Document passage:
[Begin]

Tablesaw is like having your own, personal, column store: a column store that’s embedded in Java and easier to use than an R dataframe.
With Tablesaw, you can work with half a billion rows on a laptop. For a few dollars an hour on AWS, you can work with over 2 billion records, interactively, without Spark, Hadoop or any distributed infrastructure. Without even a relational database.
What I wanted for Tablesaw was the ease of Pandas and the performance of C. The biggest obstacle was memory. Primitives are far lighter than their equivalent objects, but they’re hard to use because many libraries auto-box them. Try sorting primitives using a comparator and you’ll see.
Tablesaw avoids using non-primitives for data, and when that’s not possible (with Strings, or dates, for example), it uses type-specific encoding schemes to minimize the footprint. Even primitives use type-specific compression: boolean columns, for example, are compressed bitmaps that use 1/8th the storage of primitive booleans, or about 1/32 the storage of Boolean objects. We can do this, because the data is stored in columns, just as it is in advanced OLAP data-stores like Redshift.

[End]

Record extracts:

[Begin]

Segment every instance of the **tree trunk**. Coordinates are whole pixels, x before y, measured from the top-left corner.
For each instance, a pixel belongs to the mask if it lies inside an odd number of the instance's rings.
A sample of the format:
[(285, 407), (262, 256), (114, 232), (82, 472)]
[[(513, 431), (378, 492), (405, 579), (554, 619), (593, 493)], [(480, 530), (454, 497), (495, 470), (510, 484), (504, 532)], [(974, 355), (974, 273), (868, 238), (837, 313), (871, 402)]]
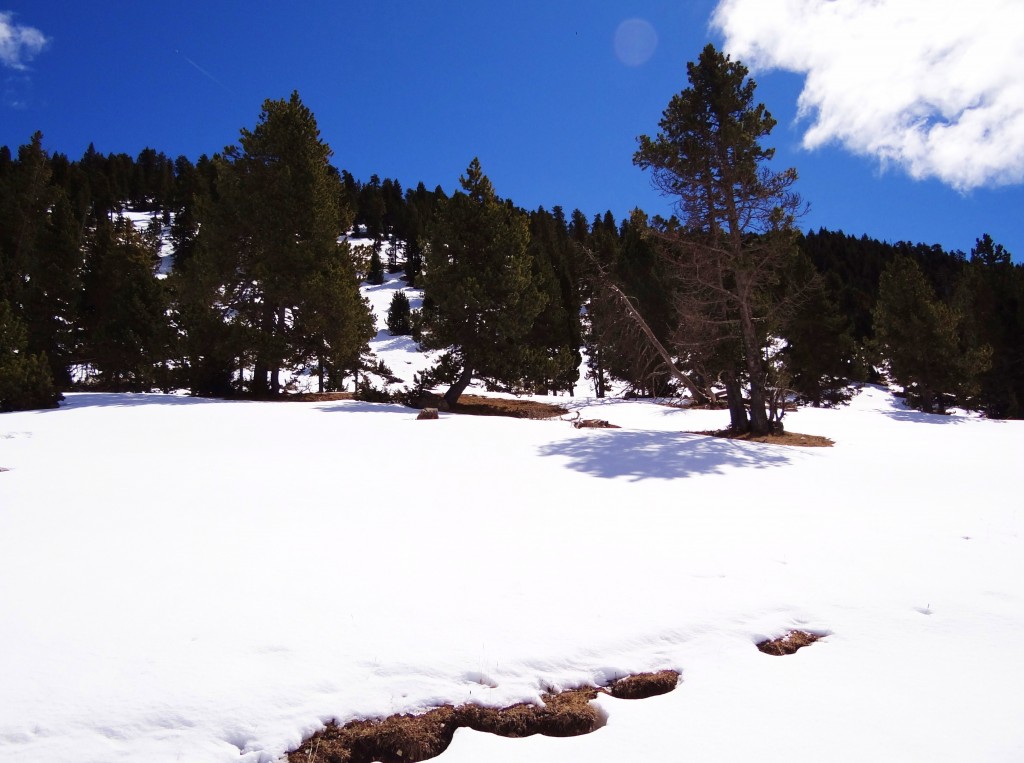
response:
[(751, 430), (751, 422), (746, 418), (743, 390), (739, 386), (739, 380), (729, 371), (722, 374), (722, 382), (725, 384), (725, 399), (729, 405), (729, 429), (736, 434), (745, 434)]
[(623, 291), (614, 284), (607, 284), (607, 288), (612, 294), (614, 294), (618, 298), (618, 303), (626, 308), (626, 311), (629, 314), (629, 316), (640, 328), (640, 331), (643, 333), (643, 335), (647, 337), (647, 341), (650, 343), (650, 346), (653, 347), (654, 351), (657, 352), (658, 356), (669, 368), (669, 373), (671, 373), (672, 376), (677, 381), (682, 382), (683, 386), (685, 386), (688, 390), (690, 390), (690, 393), (698, 402), (701, 404), (717, 402), (714, 392), (712, 392), (710, 389), (700, 389), (699, 387), (697, 387), (696, 384), (693, 383), (693, 380), (690, 379), (690, 377), (688, 377), (686, 374), (684, 374), (682, 371), (679, 370), (679, 367), (676, 366), (675, 361), (672, 359), (672, 355), (669, 354), (669, 351), (665, 348), (665, 345), (662, 344), (658, 338), (654, 335), (654, 332), (647, 325), (647, 322), (643, 320), (643, 315), (640, 314), (640, 311), (633, 306), (633, 303), (630, 301), (630, 298), (627, 297), (623, 293)]
[(751, 312), (750, 290), (745, 273), (736, 275), (737, 301), (739, 303), (739, 334), (743, 348), (746, 374), (751, 384), (751, 432), (756, 435), (771, 433), (768, 422), (768, 401), (765, 395), (764, 362), (761, 357), (761, 343)]
[(466, 387), (469, 386), (471, 381), (473, 381), (473, 367), (467, 363), (463, 367), (462, 375), (444, 393), (444, 401), (449, 405), (449, 408), (455, 408), (455, 404), (459, 401), (460, 395), (466, 391)]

[End]

What needs to be done: Transcribe the Tablesaw passage word for word, starting with "Tablesaw is like" and going on through "and you’ll see.".

Response:
Tablesaw is like having your own, personal, column store: a column store that’s embedded in Java and easier to use than an R dataframe.
With Tablesaw, you can work with half a billion rows on a laptop. For a few dollars an hour on AWS, you can work with over 2 billion records, interactively, without Spark, Hadoop or any distributed infrastructure. Without even a relational database.
What I wanted for Tablesaw was the ease of Pandas and the performance of C. The biggest obstacle was memory. Primitives are far lighter than their equivalent objects, but they’re hard to use because many libraries auto-box them. Try sorting primitives using a comparator and you’ll see.